PROVIDED TEXT →
^^^^^^^^
In his column of Sept. 17, 2001, conservative columnist Robert Novak reported on the plans of the Washington establishment, including this quote from a Republican senator: “We’re going to bomb Afghanistan into a parking lot.”
Novak warned that this wouldn’t accomplish what America needed to accomplish. “The CIA, in its present state, is viewed by its Capitol Hill overseers as incapable of targeting bin Laden,” Novak reported.
Sure enough, we did not catch bin Laden in Afghanistan. It took another 10 years and three CIA directors before we finally caught up with him in Pakistan.
Novak, who would hire me as a staff reporter about three months later, also noted that the more hawkish elements of the American Right were already calling for a broad regime change. Bill Bennett, for instance, had suggested that the U.S. ought to follow an Afghanistan invasion with attacks on Syria, Iran, Libya, and Iraq.
“An American attack on some of those countries,” Novak remarked, “would be a geopolitical disaster.”
Novak’s column, written days after 9/11, became a central exhibit in David Frum’s case in National Review that Bob Novak was an “Unpatriotic Conservative.” The central theme of the piece, published on the eve of the Iraq War, was that the people opposing President George W. Bush’s intervention really just hated their country.
As we stand amid a pandemic defined by massive, sudden, emotionally charged government actions and look back 20 years ago to the massive, sudden, emotionally charged actions of the Bush administration and Congress, it is worth remembering that back then, there were people who resisted government overreaction and were excoriated for it.
It’s easy to read the media today and assume there was uniformity behind the post-9/11 errors. But actually, some of us opposed the creation of the Transportation Security Administration. Some of us opposed the expansion of domestic surveillance. Some of us warned about the difficulty of nation-building. Some of us, even on the Right, opposed the Iraq War.
For those crimes, we were sometimes called “unpatriotic” and even antisemitic. We were warned, when we asked for more evidence that the proposed interventions were necessary, that the proof would come in the form of a “mushroom cloud.”
^^^^^^^^
WHAT IS EXPECTED → In the piece on post-9/11 dissent, copy everything from "In his column" down to "him in Pakistan.", changing "parking lot" to "crater".

[Dataset entries]
^^^^^^^^
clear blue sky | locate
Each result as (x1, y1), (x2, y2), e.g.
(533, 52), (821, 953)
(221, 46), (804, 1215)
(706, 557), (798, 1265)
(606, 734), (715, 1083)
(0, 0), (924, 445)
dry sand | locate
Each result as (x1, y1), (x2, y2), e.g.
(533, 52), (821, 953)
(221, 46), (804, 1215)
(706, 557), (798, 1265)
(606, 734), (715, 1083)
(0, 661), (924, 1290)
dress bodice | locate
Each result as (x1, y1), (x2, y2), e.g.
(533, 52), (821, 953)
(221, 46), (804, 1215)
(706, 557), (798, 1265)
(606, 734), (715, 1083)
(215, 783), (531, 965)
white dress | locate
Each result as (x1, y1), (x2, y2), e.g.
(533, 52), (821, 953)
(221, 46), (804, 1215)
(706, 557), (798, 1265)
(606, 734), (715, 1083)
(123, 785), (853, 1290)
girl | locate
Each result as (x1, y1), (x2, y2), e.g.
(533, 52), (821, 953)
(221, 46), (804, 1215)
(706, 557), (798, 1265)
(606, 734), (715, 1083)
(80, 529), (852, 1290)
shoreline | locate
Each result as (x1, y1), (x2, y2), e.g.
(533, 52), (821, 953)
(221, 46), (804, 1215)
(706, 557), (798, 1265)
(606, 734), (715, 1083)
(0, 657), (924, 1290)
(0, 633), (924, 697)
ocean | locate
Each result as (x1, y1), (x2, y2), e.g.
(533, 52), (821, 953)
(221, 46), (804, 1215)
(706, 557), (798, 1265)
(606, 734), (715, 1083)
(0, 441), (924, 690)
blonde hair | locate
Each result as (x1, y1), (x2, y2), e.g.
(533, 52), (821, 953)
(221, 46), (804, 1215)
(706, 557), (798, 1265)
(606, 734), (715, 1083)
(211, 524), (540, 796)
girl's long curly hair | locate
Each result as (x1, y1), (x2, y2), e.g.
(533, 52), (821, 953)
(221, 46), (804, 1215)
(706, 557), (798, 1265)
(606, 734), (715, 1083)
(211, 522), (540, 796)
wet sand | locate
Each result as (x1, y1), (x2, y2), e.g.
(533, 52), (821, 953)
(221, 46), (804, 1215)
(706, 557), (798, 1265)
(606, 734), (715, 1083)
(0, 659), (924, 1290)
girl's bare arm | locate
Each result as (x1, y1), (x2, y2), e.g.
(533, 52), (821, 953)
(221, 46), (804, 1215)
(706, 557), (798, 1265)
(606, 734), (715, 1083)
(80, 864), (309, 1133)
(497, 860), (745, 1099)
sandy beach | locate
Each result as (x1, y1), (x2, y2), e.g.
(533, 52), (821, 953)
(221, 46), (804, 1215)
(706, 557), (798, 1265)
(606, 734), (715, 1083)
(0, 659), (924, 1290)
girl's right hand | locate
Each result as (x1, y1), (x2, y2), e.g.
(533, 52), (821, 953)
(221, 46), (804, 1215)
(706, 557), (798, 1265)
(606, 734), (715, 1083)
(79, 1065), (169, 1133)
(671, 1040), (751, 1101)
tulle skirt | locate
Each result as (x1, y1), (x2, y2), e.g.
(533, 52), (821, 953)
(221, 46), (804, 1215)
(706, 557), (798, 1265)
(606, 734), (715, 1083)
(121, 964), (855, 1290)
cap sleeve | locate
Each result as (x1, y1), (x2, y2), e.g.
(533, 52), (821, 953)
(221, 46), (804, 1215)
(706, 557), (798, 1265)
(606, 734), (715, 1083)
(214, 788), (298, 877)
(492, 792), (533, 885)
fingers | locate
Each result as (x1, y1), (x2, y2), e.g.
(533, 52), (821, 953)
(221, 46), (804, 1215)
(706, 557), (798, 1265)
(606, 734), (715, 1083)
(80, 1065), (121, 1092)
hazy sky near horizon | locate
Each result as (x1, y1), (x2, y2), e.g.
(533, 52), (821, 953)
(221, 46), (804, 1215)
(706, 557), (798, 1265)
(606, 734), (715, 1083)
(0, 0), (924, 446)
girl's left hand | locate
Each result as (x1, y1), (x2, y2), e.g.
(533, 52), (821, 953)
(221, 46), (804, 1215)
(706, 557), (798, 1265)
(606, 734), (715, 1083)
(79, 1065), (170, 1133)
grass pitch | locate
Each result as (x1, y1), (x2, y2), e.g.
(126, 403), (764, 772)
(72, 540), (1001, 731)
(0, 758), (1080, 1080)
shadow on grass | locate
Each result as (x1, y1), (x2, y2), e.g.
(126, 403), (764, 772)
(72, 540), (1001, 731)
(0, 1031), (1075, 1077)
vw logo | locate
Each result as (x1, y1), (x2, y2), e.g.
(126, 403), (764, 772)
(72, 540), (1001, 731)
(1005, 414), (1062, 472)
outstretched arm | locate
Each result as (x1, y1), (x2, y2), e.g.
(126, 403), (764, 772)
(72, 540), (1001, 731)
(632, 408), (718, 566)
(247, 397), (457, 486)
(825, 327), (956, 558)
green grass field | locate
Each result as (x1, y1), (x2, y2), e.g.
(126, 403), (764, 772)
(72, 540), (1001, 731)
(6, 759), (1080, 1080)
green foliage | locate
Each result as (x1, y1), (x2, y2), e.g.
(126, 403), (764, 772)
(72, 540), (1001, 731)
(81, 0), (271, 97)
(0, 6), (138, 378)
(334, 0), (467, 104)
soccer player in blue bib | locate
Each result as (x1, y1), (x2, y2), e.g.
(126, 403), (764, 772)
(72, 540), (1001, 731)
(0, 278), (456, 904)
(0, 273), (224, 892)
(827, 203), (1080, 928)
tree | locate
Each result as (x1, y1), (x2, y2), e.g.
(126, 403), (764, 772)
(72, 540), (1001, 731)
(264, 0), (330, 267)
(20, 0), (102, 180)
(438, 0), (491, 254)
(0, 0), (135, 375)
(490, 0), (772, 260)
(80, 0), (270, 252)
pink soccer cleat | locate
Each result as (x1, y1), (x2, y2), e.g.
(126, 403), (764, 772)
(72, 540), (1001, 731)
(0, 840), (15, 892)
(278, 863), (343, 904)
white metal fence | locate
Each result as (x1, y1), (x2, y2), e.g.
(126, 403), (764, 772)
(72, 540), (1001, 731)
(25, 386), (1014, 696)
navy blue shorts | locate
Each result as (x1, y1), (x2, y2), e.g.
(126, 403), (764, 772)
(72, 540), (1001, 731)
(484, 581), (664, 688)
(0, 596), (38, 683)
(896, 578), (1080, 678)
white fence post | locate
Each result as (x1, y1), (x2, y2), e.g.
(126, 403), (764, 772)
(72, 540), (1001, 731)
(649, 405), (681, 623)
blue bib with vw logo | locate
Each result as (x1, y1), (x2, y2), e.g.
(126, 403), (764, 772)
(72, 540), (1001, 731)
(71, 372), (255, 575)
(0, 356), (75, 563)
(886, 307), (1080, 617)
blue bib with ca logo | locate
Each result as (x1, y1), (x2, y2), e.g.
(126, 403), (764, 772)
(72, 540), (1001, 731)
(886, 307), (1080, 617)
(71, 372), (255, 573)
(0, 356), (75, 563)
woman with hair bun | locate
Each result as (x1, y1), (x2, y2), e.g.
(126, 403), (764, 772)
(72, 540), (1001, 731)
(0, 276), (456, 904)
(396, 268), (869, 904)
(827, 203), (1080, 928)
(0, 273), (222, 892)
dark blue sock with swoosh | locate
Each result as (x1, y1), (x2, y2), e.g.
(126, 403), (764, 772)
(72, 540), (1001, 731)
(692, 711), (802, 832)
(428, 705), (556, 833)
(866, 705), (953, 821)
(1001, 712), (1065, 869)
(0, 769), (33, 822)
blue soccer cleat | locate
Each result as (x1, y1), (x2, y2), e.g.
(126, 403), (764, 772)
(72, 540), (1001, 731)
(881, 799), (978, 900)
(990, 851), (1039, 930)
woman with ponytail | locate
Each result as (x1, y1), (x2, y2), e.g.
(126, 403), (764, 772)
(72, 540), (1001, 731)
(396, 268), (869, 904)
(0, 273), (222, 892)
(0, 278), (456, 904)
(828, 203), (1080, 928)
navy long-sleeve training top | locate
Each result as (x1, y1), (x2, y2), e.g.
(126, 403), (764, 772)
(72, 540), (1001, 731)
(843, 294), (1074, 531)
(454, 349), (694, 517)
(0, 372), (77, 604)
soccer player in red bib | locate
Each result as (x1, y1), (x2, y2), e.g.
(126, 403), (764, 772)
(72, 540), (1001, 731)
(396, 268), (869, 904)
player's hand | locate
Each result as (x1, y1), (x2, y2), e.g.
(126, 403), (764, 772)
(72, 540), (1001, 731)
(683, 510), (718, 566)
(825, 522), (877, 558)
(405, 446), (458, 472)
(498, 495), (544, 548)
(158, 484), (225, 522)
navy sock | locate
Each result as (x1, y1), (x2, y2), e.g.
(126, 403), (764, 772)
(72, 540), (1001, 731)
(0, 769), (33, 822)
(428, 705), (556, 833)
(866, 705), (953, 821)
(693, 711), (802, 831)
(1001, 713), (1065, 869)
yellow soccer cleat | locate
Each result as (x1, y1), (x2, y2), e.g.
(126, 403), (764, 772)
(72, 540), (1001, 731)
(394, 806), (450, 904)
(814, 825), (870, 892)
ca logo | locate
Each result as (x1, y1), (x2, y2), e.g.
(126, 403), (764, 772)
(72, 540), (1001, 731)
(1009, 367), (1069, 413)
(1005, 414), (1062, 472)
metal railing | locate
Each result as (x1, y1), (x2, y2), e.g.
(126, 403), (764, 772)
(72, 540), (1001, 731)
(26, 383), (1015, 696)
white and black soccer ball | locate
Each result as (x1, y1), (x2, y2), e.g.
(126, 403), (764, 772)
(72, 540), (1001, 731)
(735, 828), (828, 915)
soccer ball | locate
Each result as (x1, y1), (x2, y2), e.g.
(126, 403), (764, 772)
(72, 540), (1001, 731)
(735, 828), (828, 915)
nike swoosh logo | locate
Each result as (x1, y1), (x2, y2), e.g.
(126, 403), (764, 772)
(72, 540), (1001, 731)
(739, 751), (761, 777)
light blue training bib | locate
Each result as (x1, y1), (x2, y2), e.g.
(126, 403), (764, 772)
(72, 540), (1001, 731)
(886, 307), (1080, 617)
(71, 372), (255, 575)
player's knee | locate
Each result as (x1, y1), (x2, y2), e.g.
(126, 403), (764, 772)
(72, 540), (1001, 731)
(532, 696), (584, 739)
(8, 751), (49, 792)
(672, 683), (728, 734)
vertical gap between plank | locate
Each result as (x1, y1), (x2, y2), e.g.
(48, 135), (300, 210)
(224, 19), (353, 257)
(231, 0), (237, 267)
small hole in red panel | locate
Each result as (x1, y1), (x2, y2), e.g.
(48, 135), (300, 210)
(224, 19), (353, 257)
^^^^^^^^
RESULT OF THE EXERCISE →
In his column of Sept. 17, 2001, conservative columnist Robert Novak reported on the plans of the Washington establishment, including this quote from a Republican senator: “We’re going to bomb Afghanistan into a crater.”
Novak warned that this wouldn’t accomplish what America needed to accomplish. “The CIA, in its present state, is viewed by its Capitol Hill overseers as incapable of targeting bin Laden,” Novak reported.
Sure enough, we did not catch bin Laden in Afghanistan. It took another 10 years and three CIA directors before we finally caught up with him in Pakistan.